===== Extract to read =====

United States District Court, N.D. Illinois, Eastern Division

February 13, 2015

ERIC BERG, Plaintiff,
v.
NEW YORK LIFE INSURANCE COMPANY and UNUM LIFE INSURANCE COMPANY OF AMERICA, Defendants.

MEMORANDUM ORDER

MILTON I. SHADUR, Senior District Judge.

On August 12, 2014 this Court issued its memorandum opinion and order ("Opinion") in response to the then-fully-briefed Fed.R.Civ.P. ("Rule") 16 motion by plaintiff Eric Berg ("Berg") seeking to narrow the issues posed by his breach of contract action against New York Life Insurance Company ("New York Life") and Unum Life Insurance Company of America (collectively referred to in the Opinion and here as "Insurers"). In that action Berg alleged that Insurers had violated their obligation to pay full disability benefits under the contractual terms of two insurance policies issued by New York Life.

In an odd sense, Berg's motion demonstrated the sardonic truth in Oscar Wilde's famous aphorism quoted below[1]: Berg's counsel got what he wanted (an issue-narrowing ruling), but the result was one that shot down Berg's substantive positions in a manner that foretokened the defeat of his lawsuit. It came as no surprise, then, that some months later Insurers filed a motion for summary judgment under Rule 56 in reliance on the rulings in the Opinion. In response, Berg's lawyer, highly experienced in the field exemplified by this action, [2] has done himself credit by his candor - although he continues to maintain the legal positions that he has advanced from the outset, he has confirmed that he has nothing further to offer in support of those positions that he did not present the first time around:

1. On the subject that his response captions as "Plaintiff Did Not Have To Be Under The Care Of A Doctor As Of His Alleged Disability Onset Date, " the response concludes by stating:
Plaintiff does not have any additional arguments to present in addition to what he previously asserted in his motion to narrow the issues and supporting memorandum of law under Fed.R.Civ.P. 16.
2. As to the contention that he has labeled "Plaintiff's Regular Job' Under the Policies Is Pit Broker, " he similarly concludes:
Nonetheless, Plaintiff has no further arguments or authorities to present on that point beside those presented in his motion to narrow the issues and supporting memorandum of law under Fed.R.Civ.P. 16.
3. In the same way, here is how he concludes the section of his response dealing with his argument that "Plaintiff's Total Disability Benefit Claim Dates Back To When He First Ceased Working As A Pit Broker":
Berg does not have any additional arguments to present or legal authority to cite in relation to the issues presented with respect to in his claim for total disability benefits.
4. As for what Berg's response refers to as "Plaintiff's Residual Disability Benefit Claim For April 2011, " his counsel confirms that any potential damages on that claim are de minimis, so that Berg no longer pursues the claim and does not contest the entry of summary judgment against him.
5. Finally, as to "Plaintiff's Claim For Relief Under 215 ILCS 5/155, " Berg's counsel concludes:
Nonetheless, Plaintiff is unable to meet his burden to of establishing a violation under 215 ILCS 5/155 in light of the Court's Opinion.

In sum, there is no genuine issue of material fact, and Insurers are entitled to a judgment as a matter of law. Accordingly Insurers' motion (Dkt. 75) is granted, and Berg's Second Amended Complaint and this action are dismissed with prejudice.

===== Records supplied =====

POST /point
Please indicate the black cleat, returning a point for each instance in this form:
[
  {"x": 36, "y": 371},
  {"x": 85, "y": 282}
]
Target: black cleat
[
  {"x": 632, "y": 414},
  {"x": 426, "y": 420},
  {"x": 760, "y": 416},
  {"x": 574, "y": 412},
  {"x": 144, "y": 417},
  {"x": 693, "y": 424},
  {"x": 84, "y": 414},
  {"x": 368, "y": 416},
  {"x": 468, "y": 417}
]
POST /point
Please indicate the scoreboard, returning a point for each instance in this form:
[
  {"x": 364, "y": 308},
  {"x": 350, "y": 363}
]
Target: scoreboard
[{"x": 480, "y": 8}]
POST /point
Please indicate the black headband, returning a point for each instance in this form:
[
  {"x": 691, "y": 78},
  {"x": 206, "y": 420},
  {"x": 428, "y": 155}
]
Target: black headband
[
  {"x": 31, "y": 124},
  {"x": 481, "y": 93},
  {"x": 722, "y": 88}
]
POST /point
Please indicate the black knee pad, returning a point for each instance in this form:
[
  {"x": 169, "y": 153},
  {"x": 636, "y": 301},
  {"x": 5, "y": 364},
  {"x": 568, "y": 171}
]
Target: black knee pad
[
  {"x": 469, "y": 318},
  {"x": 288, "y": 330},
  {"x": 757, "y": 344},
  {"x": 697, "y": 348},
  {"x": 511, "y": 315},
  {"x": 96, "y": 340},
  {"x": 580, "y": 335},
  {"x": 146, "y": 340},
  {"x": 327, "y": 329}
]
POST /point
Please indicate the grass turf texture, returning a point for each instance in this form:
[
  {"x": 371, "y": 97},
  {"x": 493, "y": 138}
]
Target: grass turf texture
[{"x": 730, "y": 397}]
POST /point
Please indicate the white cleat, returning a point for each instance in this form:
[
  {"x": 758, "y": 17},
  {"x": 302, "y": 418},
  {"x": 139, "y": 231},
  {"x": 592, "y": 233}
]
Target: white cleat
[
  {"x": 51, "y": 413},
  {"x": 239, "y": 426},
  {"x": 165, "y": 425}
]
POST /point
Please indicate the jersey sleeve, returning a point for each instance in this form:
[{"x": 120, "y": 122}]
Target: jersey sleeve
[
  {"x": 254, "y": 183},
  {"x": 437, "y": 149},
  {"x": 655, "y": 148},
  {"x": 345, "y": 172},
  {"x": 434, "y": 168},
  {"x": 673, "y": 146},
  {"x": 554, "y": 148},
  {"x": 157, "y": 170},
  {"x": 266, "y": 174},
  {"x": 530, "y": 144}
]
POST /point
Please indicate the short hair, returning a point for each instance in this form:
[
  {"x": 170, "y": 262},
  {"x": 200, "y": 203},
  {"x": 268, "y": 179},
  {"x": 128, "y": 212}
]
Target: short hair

=====

[Actions to take]
a - Answer these questions from the memorandum order:
(i) On what date did the Court issue its Opinion?
(ii) Which company issued the two insurance policies under which Berg claimed disability benefits?
(iii) What docket number does the order give for Insurers' motion?
b - Translate this sentence from the memorandum order into Spanish: "In sum, there is no genuine issue of material fact, and Insurers are entitled to a judgment as a matter of law."

[Final answers]
a -
(i) August 12, 2014
(ii) New York Life Insurance Company
(iii) Dkt. 75

b - En suma, no hay ninguna controversia genuina sobre un hecho material, y las Aseguradoras tienen derecho a que se dicte sentencia como cuestión de derecho.